___ Task input

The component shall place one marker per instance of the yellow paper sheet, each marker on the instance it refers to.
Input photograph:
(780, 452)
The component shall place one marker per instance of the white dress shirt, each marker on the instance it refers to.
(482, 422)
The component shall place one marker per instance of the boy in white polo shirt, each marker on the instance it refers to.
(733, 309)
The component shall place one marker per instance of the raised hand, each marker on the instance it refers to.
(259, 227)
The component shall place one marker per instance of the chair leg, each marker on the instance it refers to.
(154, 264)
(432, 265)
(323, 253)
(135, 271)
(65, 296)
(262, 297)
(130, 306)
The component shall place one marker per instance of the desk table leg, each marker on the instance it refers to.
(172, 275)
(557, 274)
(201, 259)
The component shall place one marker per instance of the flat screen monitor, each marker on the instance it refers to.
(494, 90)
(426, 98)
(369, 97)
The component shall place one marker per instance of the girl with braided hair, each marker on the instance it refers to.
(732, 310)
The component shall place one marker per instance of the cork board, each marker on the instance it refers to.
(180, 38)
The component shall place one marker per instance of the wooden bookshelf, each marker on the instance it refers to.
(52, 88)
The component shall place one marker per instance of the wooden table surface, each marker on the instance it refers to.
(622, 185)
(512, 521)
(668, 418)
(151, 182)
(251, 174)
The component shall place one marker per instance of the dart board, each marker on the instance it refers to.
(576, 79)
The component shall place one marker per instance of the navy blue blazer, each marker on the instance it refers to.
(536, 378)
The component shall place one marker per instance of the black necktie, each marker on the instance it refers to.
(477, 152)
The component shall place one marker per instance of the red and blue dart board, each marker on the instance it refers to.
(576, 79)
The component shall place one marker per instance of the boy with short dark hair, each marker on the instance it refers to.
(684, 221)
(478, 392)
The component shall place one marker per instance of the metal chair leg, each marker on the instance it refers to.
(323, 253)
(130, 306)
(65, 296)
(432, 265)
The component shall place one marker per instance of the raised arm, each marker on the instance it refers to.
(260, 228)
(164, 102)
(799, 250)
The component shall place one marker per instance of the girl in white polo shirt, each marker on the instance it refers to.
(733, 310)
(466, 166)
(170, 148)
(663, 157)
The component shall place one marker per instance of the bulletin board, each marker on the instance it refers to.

______

> _Exercise objective_
Copy the data above exactly. Every line must be included.

> _Exercise output_
The component shall place one marker per instance of the yellow paper sheet, each marker on the instance it refers to.
Input photograph:
(780, 452)
The component shall place one marker per instance of the white dress shirt, each marker on the instance it refers to.
(482, 422)
The component shall place one marker per instance of the boy in white polo shirt, each marker on the instance it refers to.
(733, 309)
The component shall place one marker per instance of the raised hand, each marker on the instance it refers to.
(259, 227)
The component shall place one marker per instance of the chair leg, each marker on the instance it refers to.
(154, 264)
(432, 265)
(323, 253)
(135, 271)
(65, 296)
(262, 297)
(130, 306)
The component shall place one marker per instance of the desk table leg, each marker on the instance it refers to.
(172, 275)
(557, 274)
(201, 259)
The component shall place one marker per instance of the flat screen monitor, each marker on the instance it refers to.
(494, 90)
(426, 98)
(369, 97)
The component shall place one marker per instance of the girl with braided hair, each marker on the instance it refers to.
(732, 310)
The component shall place one marker per instance of the cork board, each marker on the instance it refers to.
(180, 38)
The component shall place one marker per instance of the wooden bookshelf, each marker on the instance it refers to.
(52, 88)
The component shall place one marker per instance of the wooden table surface, each marker on the instance it refers to.
(622, 185)
(512, 521)
(668, 418)
(151, 182)
(251, 174)
The component shall place one marker per instance of the dart board, each marker on the instance it refers to.
(576, 79)
The component shall place one marker per instance of the navy blue blazer, each marker on the instance it refers to.
(536, 378)
The component shall place one marker per instance of the black necktie, each marker on the instance it refers to.
(477, 152)
The component shall place one marker per instance of the red and blue dart board, each marker on the instance it refers to.
(576, 79)
The component shall place one marker per instance of the boy with short dark hair, each marker on the instance it refers to.
(684, 221)
(478, 392)
The component shall place one marker per instance of the metal chair leg, each marker on the instance it refers to.
(323, 253)
(130, 306)
(65, 296)
(432, 265)
The component shall place one marker per instance of the raised arm, each marker on the instance it refers to.
(260, 228)
(164, 102)
(799, 250)
The component shall place one marker per instance of the girl in white polo shirt, each marker on the instance it refers to.
(733, 310)
(466, 166)
(170, 148)
(663, 157)
The component shall place one marker per instance of the bulletin board, each marker on the instance it refers to.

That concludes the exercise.